**WORK TO DO:**
Copy out the records below verbatim, from the line containing "Pressing-analysis tagging request: spot the potted" through the end of the records, including both ends.

(Point annotation records)
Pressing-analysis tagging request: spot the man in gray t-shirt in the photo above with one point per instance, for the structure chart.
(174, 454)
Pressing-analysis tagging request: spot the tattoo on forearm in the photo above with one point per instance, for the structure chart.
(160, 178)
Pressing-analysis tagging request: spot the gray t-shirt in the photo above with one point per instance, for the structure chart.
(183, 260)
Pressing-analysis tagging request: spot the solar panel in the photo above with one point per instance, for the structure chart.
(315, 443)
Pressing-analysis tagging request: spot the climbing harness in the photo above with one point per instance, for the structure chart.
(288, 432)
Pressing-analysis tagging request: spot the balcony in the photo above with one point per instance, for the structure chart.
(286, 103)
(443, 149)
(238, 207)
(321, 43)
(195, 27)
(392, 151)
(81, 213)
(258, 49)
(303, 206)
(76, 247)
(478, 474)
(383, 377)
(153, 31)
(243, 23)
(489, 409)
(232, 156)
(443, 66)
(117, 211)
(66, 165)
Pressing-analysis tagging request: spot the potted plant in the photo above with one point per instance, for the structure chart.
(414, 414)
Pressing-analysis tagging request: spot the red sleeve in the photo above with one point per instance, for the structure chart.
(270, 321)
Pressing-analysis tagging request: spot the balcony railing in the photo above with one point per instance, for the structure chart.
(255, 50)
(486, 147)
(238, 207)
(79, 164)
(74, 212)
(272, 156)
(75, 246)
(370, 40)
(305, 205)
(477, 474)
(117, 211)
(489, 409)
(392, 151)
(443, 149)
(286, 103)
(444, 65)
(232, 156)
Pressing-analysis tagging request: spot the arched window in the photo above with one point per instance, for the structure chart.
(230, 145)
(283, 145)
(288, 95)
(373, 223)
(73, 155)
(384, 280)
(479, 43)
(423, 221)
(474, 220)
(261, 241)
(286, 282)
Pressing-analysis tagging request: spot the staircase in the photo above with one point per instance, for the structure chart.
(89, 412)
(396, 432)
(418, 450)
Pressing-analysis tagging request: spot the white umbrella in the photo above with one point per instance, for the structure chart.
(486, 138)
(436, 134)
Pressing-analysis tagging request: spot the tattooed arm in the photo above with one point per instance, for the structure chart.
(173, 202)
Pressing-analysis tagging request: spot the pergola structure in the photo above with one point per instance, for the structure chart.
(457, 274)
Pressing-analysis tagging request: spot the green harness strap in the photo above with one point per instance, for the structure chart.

**RESPONSE:**
Pressing-analysis tagging request: spot the potted plant in the photo above with one point per instance, for the structure chart.
(414, 414)
Pressing-analysis tagging request: spot the red sleeve in the photo above with one point per instance, for the structure chart.
(270, 321)
Pressing-analysis tagging request: spot the balcony railing in the photo above with one point per instance, for the structure chart.
(255, 50)
(486, 147)
(238, 207)
(79, 164)
(74, 212)
(272, 156)
(75, 246)
(370, 40)
(305, 205)
(477, 474)
(117, 211)
(489, 409)
(392, 151)
(443, 149)
(286, 103)
(444, 65)
(232, 156)
Pressing-analysis tagging request: spot the arched window in the photo above with one point per instance, for the structure chart.
(230, 145)
(283, 145)
(288, 95)
(373, 223)
(73, 155)
(384, 280)
(479, 43)
(423, 221)
(474, 220)
(261, 241)
(286, 282)
Pressing-analysis tagging request: spot the staircase in the photo above with one point per instance, for the structure chart.
(89, 412)
(396, 432)
(418, 450)
Pressing-analysis tagging request: spot the white umbrella in the photo above with one point per instance, for the structure chart.
(486, 138)
(436, 134)
Pressing-analysis tagging request: spot the tattooed arm in the photo above with one point per instance, for the structure chart.
(173, 202)
Pressing-analysis tagging request: spot the pergola structure in the photo above with one point per instance, for the structure chart.
(457, 274)
Pressing-analysis tagging request: spot the green harness strap in the photo above with one point per instance, for the structure chart.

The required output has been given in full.